**Brief:**
Please repeat the Vaquera passage word for word, from "It was in January" to "one at all.".

**Quoted passage:**
------------
It was in January — before COVID-19 hit pandemic status, back when it was little-known and barely remarked upon — that Patric DiCaprio, Claire Sullivan, and Bryn Taubensee, the designers of Vaquera, realized they had a problem. “Things were pretty challenging for us,” Sullivan said on a group Zoom interview from their Bed-Stuy studio this week. Vaquera, whose ragtag exuberance had made their shows and their collections first an underground, and then an aboveground, sensation in New York fashion, were running on empty. They got admiring reviews (Cathy Horyn gave their recent collection “top marks”), and stores put in orders, but behind the scenes, shoestring budgets and enlarging expectations were taking a toll. Vaquera used to live for its shows, highlights of the New York Fashion Week calendar; suddenly it was weighing whether it had the cash on hand to stage one at all.
------------
**Given entries:**
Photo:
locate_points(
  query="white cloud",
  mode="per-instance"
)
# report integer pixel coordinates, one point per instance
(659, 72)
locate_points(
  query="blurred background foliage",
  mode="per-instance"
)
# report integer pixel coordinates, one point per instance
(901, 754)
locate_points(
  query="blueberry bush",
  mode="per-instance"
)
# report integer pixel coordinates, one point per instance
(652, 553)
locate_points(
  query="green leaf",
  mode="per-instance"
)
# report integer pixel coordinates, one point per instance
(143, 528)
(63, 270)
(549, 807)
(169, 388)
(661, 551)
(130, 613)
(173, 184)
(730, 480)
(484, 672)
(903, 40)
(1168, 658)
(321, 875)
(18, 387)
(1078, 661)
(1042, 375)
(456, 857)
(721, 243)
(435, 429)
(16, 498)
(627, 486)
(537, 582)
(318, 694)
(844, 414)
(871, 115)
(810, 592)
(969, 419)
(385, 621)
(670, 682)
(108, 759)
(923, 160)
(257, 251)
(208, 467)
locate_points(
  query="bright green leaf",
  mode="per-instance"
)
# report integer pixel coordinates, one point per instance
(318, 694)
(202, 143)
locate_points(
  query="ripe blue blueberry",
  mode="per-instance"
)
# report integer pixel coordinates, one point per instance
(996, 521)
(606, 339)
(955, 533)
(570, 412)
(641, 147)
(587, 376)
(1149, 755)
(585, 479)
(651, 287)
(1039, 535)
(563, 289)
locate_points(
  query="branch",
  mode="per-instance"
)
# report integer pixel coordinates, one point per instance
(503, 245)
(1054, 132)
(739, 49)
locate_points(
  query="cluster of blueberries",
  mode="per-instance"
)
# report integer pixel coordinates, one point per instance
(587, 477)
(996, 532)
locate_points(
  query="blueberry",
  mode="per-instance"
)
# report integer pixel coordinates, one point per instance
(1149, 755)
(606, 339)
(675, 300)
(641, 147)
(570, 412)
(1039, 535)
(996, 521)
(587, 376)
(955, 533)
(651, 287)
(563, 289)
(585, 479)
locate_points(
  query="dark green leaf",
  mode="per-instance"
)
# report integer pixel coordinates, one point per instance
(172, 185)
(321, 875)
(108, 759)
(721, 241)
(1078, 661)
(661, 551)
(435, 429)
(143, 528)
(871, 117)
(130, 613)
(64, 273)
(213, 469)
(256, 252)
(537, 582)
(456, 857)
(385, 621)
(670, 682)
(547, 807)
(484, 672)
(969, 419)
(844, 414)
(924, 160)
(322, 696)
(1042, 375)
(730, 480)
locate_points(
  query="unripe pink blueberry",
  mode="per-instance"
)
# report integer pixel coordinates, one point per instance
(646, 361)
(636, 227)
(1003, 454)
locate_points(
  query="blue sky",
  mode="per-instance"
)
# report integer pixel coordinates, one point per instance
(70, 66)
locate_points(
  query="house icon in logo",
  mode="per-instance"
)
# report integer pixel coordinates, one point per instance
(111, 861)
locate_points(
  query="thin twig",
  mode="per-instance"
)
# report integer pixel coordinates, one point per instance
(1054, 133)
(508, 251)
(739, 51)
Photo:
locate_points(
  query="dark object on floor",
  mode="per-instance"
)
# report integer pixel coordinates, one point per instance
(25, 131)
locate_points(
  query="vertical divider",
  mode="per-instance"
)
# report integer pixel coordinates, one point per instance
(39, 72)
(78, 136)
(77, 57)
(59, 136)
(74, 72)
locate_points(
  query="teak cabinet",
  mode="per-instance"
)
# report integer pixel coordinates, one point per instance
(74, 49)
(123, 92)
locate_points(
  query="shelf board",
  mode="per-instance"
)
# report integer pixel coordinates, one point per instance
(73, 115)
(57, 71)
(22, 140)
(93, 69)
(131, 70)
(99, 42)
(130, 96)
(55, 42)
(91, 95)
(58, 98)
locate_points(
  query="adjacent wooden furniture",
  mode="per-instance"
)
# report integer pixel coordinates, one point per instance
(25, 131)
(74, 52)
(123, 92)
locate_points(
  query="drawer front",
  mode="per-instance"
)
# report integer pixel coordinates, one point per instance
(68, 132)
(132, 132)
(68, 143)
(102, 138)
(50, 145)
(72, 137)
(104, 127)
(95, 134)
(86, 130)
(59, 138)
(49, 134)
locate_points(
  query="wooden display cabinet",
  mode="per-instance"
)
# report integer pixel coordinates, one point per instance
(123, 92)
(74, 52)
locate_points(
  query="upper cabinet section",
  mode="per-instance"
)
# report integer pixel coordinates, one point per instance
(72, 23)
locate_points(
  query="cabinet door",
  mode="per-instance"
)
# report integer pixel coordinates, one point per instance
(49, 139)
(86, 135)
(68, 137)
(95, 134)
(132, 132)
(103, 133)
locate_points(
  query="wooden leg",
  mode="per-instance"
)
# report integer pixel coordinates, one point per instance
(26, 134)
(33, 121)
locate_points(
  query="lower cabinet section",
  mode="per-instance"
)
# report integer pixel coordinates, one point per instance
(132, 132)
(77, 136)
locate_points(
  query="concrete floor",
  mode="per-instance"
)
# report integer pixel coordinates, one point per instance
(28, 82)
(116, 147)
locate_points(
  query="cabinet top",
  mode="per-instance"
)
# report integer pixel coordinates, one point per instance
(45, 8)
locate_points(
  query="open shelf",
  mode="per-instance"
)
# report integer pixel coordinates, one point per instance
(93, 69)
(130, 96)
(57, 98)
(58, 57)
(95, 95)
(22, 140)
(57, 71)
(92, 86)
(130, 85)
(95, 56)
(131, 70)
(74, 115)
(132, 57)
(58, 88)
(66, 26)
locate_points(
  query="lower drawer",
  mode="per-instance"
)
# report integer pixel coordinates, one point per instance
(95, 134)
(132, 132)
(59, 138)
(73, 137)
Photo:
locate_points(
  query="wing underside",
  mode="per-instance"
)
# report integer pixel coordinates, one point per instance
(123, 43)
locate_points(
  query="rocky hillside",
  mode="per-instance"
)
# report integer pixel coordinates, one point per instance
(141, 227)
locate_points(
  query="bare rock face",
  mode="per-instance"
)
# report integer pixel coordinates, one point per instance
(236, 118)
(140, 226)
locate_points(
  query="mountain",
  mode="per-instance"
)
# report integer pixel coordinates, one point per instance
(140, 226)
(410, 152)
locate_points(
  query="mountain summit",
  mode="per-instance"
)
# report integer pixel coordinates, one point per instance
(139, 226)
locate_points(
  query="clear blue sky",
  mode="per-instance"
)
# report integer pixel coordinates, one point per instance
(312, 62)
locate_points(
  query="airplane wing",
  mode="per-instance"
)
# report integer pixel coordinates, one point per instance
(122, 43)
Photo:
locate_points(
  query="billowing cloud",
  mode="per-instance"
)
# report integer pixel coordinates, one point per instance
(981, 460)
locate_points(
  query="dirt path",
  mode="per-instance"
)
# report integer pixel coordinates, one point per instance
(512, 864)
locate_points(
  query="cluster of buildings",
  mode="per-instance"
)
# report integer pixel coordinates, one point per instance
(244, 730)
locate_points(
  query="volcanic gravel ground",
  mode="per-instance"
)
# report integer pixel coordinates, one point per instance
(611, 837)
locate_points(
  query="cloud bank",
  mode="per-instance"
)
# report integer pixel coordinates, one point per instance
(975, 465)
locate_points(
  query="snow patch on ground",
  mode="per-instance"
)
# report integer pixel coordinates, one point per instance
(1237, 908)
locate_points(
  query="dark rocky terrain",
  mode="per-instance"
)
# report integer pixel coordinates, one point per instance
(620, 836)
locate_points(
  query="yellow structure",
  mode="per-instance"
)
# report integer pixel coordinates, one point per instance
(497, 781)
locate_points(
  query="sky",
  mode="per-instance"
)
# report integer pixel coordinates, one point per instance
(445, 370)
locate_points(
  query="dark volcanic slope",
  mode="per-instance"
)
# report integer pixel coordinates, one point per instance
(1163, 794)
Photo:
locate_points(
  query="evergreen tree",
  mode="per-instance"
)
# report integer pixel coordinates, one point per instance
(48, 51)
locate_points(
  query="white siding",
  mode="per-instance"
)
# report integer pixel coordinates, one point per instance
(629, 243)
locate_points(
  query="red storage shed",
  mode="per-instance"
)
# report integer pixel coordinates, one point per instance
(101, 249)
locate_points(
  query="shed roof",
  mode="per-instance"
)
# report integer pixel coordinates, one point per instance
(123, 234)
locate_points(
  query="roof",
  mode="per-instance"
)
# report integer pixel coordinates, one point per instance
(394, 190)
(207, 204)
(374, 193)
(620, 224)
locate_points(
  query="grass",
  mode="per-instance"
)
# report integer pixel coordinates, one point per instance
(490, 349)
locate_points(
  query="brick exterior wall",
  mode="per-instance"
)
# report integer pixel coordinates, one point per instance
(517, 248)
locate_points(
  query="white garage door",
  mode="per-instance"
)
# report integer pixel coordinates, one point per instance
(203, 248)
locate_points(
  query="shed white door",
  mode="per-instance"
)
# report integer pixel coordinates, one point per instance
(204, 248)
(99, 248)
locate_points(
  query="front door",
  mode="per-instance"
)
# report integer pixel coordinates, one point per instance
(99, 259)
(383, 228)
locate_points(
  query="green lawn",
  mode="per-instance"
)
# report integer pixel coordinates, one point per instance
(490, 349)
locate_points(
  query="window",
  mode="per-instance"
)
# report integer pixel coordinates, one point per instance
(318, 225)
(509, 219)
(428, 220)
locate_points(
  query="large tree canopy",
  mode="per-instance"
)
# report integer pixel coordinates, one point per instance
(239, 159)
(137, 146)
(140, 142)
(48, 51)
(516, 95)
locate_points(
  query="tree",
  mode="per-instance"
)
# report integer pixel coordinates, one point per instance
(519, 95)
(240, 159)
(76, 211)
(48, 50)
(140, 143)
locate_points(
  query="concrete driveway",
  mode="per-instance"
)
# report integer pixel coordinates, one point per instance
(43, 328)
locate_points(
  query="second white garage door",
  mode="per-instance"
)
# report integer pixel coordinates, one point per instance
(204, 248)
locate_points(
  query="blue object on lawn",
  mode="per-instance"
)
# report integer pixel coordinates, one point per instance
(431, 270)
------------
**Response area:**
It was in January — before COVID-19 hit pandemic status, back when it was little-known and barely remarked upon — that Patric DiCaprio, Claire Sullivan, and Bryn Taubensee, the designers of Vaquera, realized they had a problem. “Things were pretty challenging for us,” Sullivan said on a group Zoom interview from their Bed-Stuy studio this week. Vaquera, whose ragtag exuberance had made their shows and their collections first an underground, and then an aboveground, sensation in New York fashion, were running on empty. They got admiring reviews (Cathy Horyn gave their recent collection “top marks”), and stores put in orders, but behind the scenes, shoestring budgets and enlarging expectations were taking a toll. Vaquera used to live for its shows, highlights of the New York Fashion Week calendar; suddenly it was weighing whether it had the cash on hand to stage one at all.